▶ Aim of the task
Which lines in the listing below contain the string "polo"? Pull out each one and copy it in full.

▶ Records shown
[BEGIN]

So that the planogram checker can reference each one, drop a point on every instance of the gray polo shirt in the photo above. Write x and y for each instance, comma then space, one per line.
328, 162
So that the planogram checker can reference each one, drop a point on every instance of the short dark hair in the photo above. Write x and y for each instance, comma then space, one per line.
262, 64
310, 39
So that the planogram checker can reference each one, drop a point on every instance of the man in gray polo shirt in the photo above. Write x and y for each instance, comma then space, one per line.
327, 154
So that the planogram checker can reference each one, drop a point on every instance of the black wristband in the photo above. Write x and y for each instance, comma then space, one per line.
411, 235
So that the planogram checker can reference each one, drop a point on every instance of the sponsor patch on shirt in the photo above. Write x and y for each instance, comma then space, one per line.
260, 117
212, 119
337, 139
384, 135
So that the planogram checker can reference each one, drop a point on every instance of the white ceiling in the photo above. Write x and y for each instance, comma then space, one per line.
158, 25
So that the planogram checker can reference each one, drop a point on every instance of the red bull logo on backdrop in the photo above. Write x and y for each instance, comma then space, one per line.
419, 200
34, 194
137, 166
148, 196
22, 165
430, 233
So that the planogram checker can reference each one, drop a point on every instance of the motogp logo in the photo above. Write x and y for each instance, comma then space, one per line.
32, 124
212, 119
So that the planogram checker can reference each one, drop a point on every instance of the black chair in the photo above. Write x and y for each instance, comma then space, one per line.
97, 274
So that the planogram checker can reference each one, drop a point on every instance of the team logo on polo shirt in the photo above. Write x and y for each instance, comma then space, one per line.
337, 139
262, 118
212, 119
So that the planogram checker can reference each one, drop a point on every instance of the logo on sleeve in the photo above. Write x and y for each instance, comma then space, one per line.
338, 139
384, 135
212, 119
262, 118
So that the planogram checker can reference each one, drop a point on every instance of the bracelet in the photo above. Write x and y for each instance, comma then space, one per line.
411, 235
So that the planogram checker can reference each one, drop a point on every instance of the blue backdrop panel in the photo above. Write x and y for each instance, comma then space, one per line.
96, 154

[END]
[BEGIN]

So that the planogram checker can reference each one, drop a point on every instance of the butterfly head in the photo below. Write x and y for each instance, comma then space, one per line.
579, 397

[END]
[BEGIN]

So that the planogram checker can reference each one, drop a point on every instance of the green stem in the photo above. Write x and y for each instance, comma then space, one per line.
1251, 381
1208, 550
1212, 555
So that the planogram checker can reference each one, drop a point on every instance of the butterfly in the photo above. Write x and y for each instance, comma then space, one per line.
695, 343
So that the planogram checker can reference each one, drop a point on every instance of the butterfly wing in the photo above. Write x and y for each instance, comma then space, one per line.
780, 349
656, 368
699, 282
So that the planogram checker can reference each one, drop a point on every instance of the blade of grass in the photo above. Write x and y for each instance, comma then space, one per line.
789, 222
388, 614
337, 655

[END]

▶ Correct answer
So that the planogram checker can reference each one, drop a point on every instance of the gray polo shirt in the photo above. Write x and y for each instance, comma then space, one per line.
So that the planogram checker can reference each one, drop a point on every instance of the man in gray polo shirt in the photo above. Write x and y for each instance, comma then space, one per line.
So that the planogram checker can reference each one, drop a point on every instance of the team logo on polo shirt in the photo above. Write x and y for each instance, comma then space, one per line.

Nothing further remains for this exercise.